SUPPLIED TEXT
_ _ _ _

This paper will select the speech features and parameters based on the group lasso method. The separation effect of eight different speech feature groups is verified to obtain the feature group with the best separation effect. Firstly, eight widely used speech features and parameters are selected and combined. Then, the speech separation effect of different feature groups is evaluated and analyzed by DNN. Finally, the feature group with the best speech separation effect is determined by comparing them with each other. The experimental results show that the speech effect of the complementary feature group is better. The research results of this paper provide a certain reference for solving the feature extraction problem of speech signals in engineering applications.

2 Group lasso method

In recent years, more and more speech feature models have been discovered, such as MFCC, MRCG, etc. This section will combine features based on the above parameters to better describe speech. In speech separation applications, feature selection is to select the feature that can best express a target from multiple features. It not only reduces the number of features of the description object but also reduces the redundancy between different features to a certain extent. It achieves the best expression of the description object with the least features in the most effective way. Effective feature selection can not only effectively reduce the dimension of features and parameters, but also improve the expression of the model and the performance of the system. Group lasso takes the feature group of a feature as a single variable. In feature selection, if the regression coefficient of the variable is large, the whole group of features will be retained. On the contrary, if the regression coefficient corresponding to the variable is small, the whole group of features will be eliminated. Thus, the sparsity between different feature groups is realized, while the sparsity is not considered in the feature group. The definition of group lasso is as follows:

$$\widehat\beta^{GLasso}=\mathrm{argmin}\left\{\left\|Y-X\beta\right\|^2+\lambda\sum_{j=1}^J{\left\|\beta_j\right\|}_{K_j}\right\}$$

(1)

where $\left[ K \right]$ is the kernel matrix, for vector $\mathop{\eta }\limits^{\rightharpoonup} \in {R}^{d}$ and when $d \ge 1$, $\left[ K \right]$ is defined as follows:

$$\left\| \eta \right\|_{K} { = }\sqrt {(\eta^{T} K\eta )}$$

(2)

where the dimension of $\left[ K \right]$ is$d\times d$, and $\left[ K \right]$ is a symmetric positive definite matrix. Generally, in order to simplify the calculation, we usually take $K_{j} = I_{pj}$, where $j = 1,...,J$. It is obvious when $p_{1} = ... = p_{J} = 1$, group lasso is simplified to the lasso method [16].

3 DNN

DNN is essentially an extension of the perceptron. Its basic structure is shown in Fig. 1.

The figure shows a DNN structure with 2 hidden layers. The two outermost layers in the DNN are called input and output layers, and the rest are hidden layers. Circle symbols represent neurons. There is a connection between every neuron in the previous layer and every neuron in the next layer. As the number of hidden layers and neurons increases, the structure of DNN becomes more complex. Assuming there are $m$input variables, the input–output relationship is:

$$y = \sigma \left( z \right) = \sigma \left( {\sum\limits_{i}^{m} {\omega_{i}^{*} x_{i} + b} } \right)$$

(3)

_ _ _ _

INFORMATION SHOWN

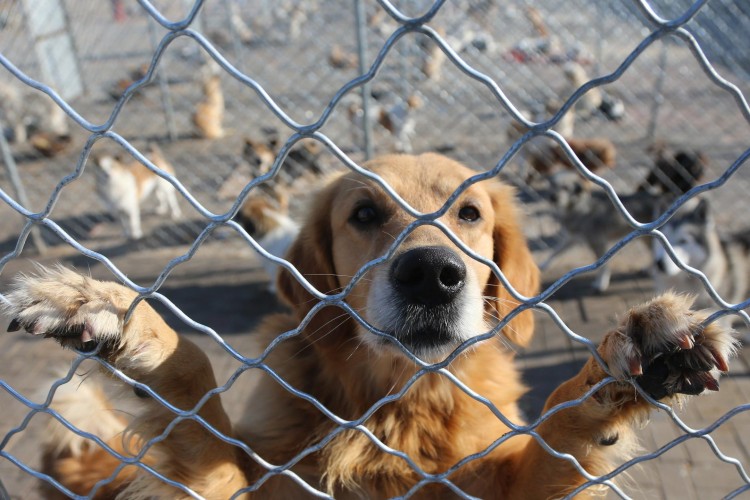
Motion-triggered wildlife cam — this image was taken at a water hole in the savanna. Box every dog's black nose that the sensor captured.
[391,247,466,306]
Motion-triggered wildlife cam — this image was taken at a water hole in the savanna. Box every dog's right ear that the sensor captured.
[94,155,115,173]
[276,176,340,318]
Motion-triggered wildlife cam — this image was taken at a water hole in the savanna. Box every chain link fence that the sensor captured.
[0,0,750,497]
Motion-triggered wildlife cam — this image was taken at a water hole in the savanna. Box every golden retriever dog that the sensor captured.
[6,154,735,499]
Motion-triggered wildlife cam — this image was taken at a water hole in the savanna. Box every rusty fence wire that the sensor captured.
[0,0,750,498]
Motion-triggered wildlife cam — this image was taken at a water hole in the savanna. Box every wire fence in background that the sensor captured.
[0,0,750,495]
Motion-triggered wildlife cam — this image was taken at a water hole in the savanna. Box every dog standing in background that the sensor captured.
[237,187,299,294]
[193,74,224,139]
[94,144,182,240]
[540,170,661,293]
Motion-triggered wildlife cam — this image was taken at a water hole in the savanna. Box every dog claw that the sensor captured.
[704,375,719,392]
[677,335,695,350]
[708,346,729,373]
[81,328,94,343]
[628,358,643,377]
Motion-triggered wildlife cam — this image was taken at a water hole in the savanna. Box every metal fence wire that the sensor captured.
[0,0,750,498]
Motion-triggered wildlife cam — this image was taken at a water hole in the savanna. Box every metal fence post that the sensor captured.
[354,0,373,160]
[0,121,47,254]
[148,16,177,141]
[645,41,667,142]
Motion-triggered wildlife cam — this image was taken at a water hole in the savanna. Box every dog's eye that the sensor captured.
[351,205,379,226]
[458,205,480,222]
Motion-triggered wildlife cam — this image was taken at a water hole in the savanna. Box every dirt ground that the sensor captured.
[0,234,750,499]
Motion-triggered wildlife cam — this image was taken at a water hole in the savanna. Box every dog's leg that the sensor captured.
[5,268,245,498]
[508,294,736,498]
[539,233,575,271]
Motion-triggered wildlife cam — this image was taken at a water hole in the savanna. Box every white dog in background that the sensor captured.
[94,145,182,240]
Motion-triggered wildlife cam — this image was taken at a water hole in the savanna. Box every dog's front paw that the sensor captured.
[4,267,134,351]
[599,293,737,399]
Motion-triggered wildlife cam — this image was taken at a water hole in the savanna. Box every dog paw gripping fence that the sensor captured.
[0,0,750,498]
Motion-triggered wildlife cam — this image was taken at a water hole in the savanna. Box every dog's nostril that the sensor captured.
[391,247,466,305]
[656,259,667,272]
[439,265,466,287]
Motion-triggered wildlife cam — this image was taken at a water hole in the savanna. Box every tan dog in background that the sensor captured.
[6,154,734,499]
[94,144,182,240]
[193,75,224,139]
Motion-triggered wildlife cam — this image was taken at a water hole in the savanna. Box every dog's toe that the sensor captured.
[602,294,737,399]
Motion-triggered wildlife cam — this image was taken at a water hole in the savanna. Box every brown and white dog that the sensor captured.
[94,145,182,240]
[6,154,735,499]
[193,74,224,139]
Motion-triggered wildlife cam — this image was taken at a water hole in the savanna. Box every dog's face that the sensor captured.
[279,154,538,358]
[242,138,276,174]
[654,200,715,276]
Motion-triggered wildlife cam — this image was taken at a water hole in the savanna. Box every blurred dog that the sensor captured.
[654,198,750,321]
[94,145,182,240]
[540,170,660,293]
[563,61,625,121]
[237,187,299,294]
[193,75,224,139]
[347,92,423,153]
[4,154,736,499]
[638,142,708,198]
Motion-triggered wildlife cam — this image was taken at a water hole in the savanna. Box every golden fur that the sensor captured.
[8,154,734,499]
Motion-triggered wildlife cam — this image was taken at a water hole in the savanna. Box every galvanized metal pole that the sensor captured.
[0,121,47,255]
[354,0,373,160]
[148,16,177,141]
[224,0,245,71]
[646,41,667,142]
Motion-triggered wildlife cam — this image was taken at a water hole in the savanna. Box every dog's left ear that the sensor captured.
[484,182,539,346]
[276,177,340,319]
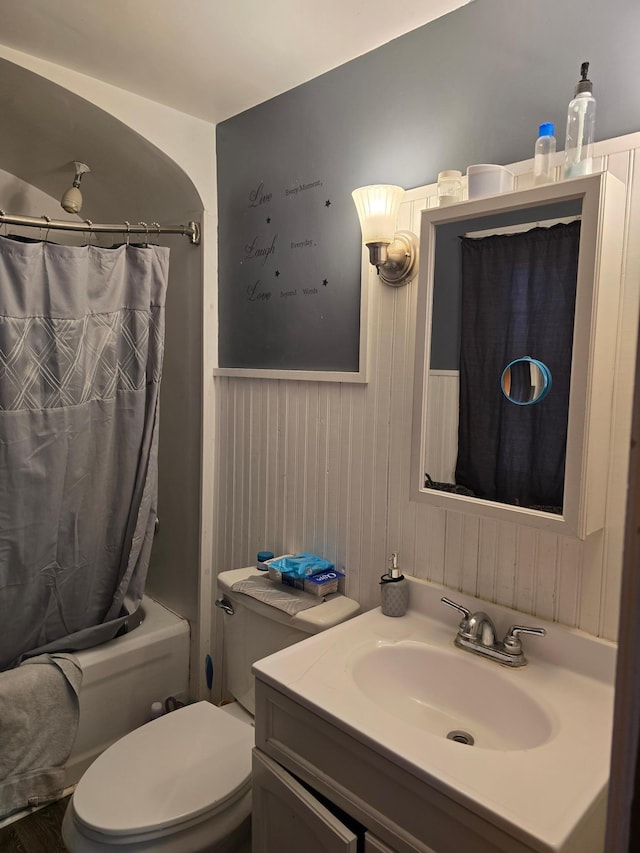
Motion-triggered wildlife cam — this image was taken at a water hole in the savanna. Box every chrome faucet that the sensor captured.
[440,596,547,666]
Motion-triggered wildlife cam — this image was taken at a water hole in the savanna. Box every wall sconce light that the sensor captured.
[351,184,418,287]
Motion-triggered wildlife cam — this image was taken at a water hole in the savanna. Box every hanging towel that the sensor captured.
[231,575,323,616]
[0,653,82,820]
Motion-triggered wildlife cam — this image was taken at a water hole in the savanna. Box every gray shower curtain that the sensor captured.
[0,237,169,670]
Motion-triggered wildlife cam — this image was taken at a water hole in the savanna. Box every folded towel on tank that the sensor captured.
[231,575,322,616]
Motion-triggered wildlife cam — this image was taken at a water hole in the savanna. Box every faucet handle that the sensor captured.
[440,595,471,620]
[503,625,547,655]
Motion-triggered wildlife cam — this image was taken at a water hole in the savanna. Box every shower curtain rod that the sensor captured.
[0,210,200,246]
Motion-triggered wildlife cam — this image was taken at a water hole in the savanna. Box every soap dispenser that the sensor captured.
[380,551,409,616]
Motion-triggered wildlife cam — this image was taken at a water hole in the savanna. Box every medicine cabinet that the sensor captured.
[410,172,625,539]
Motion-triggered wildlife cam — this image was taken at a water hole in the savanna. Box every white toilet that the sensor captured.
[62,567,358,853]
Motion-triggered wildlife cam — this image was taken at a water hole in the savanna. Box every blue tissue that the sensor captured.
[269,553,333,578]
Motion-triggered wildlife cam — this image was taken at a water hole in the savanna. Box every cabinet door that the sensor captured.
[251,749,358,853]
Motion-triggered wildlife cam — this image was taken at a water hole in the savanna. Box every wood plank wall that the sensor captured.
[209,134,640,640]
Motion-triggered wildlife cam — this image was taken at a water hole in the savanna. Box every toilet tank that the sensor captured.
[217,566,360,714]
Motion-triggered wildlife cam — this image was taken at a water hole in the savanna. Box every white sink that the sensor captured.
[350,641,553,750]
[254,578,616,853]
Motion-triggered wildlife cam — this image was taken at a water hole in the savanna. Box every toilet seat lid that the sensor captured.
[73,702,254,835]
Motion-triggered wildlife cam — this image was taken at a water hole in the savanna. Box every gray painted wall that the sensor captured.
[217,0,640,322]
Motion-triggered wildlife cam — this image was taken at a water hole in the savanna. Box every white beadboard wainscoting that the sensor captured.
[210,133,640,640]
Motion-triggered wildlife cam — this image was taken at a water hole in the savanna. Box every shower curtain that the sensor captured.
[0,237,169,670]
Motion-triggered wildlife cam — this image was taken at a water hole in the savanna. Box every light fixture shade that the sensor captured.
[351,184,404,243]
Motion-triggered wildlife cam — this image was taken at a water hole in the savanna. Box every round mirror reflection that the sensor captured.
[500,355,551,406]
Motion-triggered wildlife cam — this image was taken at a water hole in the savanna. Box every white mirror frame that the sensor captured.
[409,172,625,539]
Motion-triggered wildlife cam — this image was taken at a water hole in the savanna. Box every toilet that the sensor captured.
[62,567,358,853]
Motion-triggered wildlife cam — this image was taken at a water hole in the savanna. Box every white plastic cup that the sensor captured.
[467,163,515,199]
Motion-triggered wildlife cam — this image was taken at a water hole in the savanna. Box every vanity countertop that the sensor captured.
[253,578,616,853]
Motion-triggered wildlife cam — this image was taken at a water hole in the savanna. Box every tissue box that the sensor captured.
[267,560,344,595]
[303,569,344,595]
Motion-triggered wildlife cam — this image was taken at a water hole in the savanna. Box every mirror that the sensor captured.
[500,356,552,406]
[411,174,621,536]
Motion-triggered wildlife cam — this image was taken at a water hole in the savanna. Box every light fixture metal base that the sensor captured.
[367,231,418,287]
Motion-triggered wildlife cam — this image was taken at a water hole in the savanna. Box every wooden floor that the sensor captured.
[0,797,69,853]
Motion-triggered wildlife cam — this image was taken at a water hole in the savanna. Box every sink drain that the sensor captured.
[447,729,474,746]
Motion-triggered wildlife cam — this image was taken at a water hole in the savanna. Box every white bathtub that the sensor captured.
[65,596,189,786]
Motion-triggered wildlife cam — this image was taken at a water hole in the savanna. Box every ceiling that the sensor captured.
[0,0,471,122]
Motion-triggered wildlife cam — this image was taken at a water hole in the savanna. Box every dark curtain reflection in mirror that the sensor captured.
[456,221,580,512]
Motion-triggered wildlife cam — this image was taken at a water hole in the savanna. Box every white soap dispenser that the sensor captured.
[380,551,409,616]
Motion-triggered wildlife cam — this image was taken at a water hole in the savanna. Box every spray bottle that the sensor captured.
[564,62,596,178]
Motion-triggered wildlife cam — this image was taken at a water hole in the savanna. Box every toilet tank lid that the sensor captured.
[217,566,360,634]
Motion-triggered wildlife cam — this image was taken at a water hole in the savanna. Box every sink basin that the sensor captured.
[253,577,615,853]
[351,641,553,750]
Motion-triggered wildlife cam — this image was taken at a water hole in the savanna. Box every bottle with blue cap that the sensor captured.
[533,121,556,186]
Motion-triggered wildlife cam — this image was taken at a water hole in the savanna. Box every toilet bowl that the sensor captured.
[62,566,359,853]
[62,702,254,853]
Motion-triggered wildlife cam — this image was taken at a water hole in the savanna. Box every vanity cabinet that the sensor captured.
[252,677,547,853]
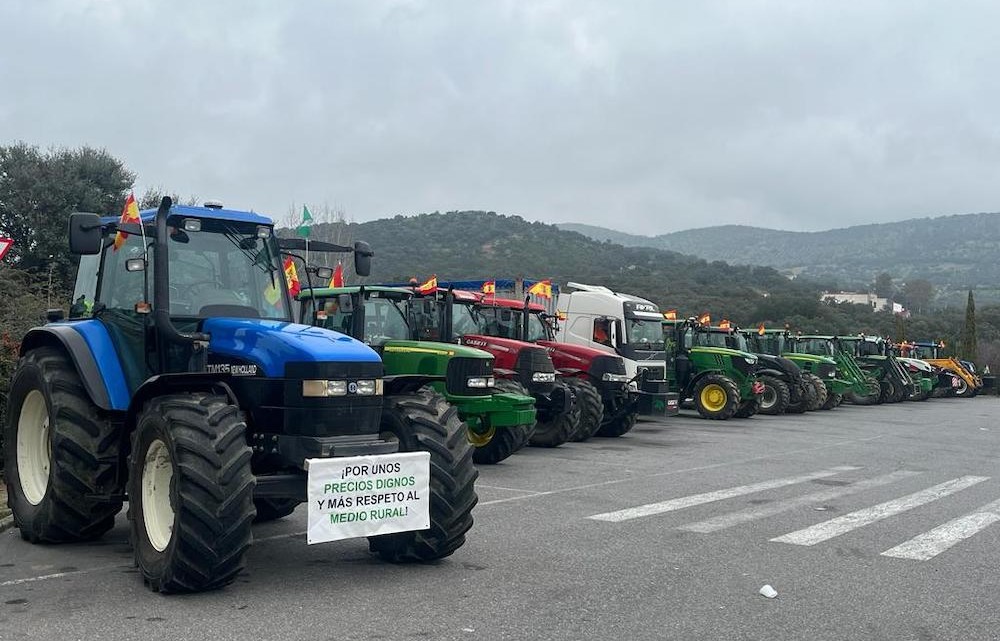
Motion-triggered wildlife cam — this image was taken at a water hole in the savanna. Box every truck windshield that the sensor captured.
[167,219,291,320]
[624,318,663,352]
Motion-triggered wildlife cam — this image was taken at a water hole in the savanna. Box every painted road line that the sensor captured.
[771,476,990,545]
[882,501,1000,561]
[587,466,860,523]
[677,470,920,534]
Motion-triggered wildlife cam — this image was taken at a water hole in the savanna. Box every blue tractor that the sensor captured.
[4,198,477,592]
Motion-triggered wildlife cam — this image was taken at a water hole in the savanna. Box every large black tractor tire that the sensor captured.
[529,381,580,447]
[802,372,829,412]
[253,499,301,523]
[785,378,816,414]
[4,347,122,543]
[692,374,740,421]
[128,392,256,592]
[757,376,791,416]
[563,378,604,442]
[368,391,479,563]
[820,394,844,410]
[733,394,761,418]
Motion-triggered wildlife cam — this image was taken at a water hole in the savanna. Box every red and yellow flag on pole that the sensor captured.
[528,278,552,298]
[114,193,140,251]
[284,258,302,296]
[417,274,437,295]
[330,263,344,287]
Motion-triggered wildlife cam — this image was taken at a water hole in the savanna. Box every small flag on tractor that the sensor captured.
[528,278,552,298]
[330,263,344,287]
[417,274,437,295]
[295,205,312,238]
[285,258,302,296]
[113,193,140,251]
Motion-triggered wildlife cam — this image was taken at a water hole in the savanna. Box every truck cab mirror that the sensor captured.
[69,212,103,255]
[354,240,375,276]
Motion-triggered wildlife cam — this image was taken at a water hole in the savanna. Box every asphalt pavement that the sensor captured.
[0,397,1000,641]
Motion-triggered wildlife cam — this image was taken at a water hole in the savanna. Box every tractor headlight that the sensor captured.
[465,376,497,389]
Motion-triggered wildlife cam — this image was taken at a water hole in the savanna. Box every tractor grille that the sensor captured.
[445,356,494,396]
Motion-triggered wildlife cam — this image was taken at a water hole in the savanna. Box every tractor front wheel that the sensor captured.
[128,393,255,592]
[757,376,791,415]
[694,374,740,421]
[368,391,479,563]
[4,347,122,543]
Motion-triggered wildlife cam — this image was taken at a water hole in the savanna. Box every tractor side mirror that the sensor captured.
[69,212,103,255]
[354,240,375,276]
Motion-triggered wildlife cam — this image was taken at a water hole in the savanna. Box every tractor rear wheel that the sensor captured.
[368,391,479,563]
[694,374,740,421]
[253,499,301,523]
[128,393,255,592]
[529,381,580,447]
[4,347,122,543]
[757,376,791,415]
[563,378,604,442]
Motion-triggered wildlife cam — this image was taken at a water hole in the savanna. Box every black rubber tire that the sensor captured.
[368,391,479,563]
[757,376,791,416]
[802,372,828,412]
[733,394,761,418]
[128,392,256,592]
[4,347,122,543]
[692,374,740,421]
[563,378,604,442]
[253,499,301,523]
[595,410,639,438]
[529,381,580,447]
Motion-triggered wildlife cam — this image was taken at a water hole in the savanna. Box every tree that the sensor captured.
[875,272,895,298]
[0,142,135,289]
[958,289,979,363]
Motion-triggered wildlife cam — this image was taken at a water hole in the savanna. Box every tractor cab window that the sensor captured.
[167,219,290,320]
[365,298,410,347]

_ _ _ _

JOBS
a – Reproduce the speech separation passage word for word, everything from "where the dimension" down to "lasso method [16].".
b – Write the next part of the speech separation passage, picking up after its last line.
The records have no connection to the speech separation passage.

RESULTS
a –
where the dimension of $\left[ K \right]$ is$d\times d$, and $\left[ K \right]$ is a symmetric positive definite matrix. Generally, in order to simplify the calculation, we usually take $K_{j} = I_{pj}$, where $j = 1,...,J$. It is obvious when $p_{1} = ... = p_{J} = 1$, group lasso is simplified to the lasso method [16].

b –
where $x$ is the input layer. $y$ is the output layer. $\sigma \left( \bullet \right)$ is the activation function. $\omega$ is the weight value. $b$ is the offset value.

The training and learning process of DNN mainly realizes the initialization of weight $W$ and bias $b$ through forward propagation. Then, the initialized weight $W$ and bias $b$ are modified and iteratively calculated by back propagation. When the changes of the weight $W$ and the bias $b$ are less than the set threshold, the iteration is stopped, and the trained DNN can be obtained [17].

4 Feature extraction

The extraction of speech feature parameters is crucial for expressing the processing of speech signals as supervised learning based on machine learning. Good features can greatly improve the performance of speech signal processing. This section mainly uses the newly proposed MRCG feature and eight feature parameters such as AMS, RASTA-PLP and MFCC in the widely used optimal complementary feature group for the subsequent group lasso-based feature selection process. The feature parameter results extracted below are all from the same audio data in TIMIT [18].

(1) AMS
- Step 1: Full-wave rectification is carried out for each frequency channel to obtain envelope features, and quarter sampling is carried out.
- Step 2: Framing and windowing are carried out. Then fast Fourier transform (FFT) is performed.
- Step 3: In each frequency band, the FFT amplitude is multiplied by 15 triangular windows equally divided in the range of 15.6–40 Hz, and the AMS characteristic parameter can be obtained by summation [19].
(2) MFCC
- Step 1: Pre-emphasis, framing, and windowing are performed.
- Step 2: A short-time Fourier transform is performed.
- Step 3: The Mel triangular filter bank is used to filter, which is transferred from the frequency domain to the Mel domain. It can smooth the spectrum, eliminate harmonics, and so on. The MFCC can be obtained.
(3) RASTA-PLP
- Step 1: For each time frame, the critical frequency band power spectrum is calculated as the same as PLP. The short-term energy spectrum of the speech signal is converted to the bark spectrum which conforms to the characteristics of human hearing.
- Step 2: The power spectrum amplitude of static compression nonlinear conversion is a logarithm operation.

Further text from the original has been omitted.